[Records from a collection]
"""
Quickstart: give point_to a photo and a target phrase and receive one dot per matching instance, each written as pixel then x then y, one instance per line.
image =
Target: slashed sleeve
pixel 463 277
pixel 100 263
"""
"""
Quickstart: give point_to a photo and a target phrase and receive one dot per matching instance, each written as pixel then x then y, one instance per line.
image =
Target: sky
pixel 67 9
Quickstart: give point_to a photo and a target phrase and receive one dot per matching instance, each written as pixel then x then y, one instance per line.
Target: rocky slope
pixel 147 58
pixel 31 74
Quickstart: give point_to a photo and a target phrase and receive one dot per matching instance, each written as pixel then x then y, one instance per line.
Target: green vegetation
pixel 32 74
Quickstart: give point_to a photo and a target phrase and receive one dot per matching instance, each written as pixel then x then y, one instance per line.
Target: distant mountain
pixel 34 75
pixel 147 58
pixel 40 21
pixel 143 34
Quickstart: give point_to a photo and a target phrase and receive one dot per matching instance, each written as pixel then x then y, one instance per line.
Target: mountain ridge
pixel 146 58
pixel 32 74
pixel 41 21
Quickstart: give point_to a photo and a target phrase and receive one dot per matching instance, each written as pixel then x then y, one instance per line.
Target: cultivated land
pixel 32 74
"""
"""
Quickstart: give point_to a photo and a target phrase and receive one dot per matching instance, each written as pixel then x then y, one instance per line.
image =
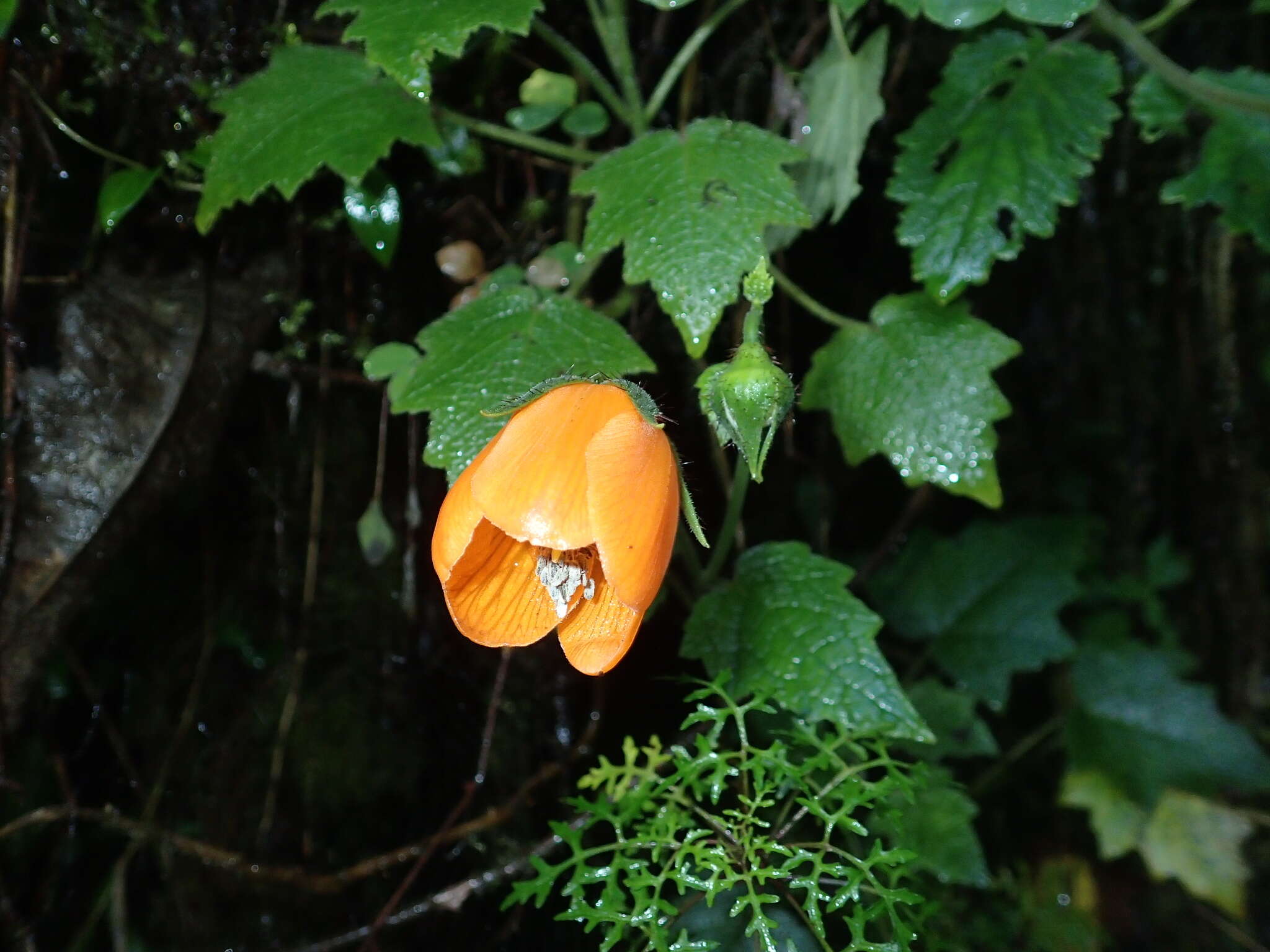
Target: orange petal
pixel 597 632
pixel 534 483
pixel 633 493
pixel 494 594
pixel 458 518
"""
**Work required:** Return every line in the records above that contains the word "mountain".

**Exercise answer:**
Target: distant mountain
Target: mountain ridge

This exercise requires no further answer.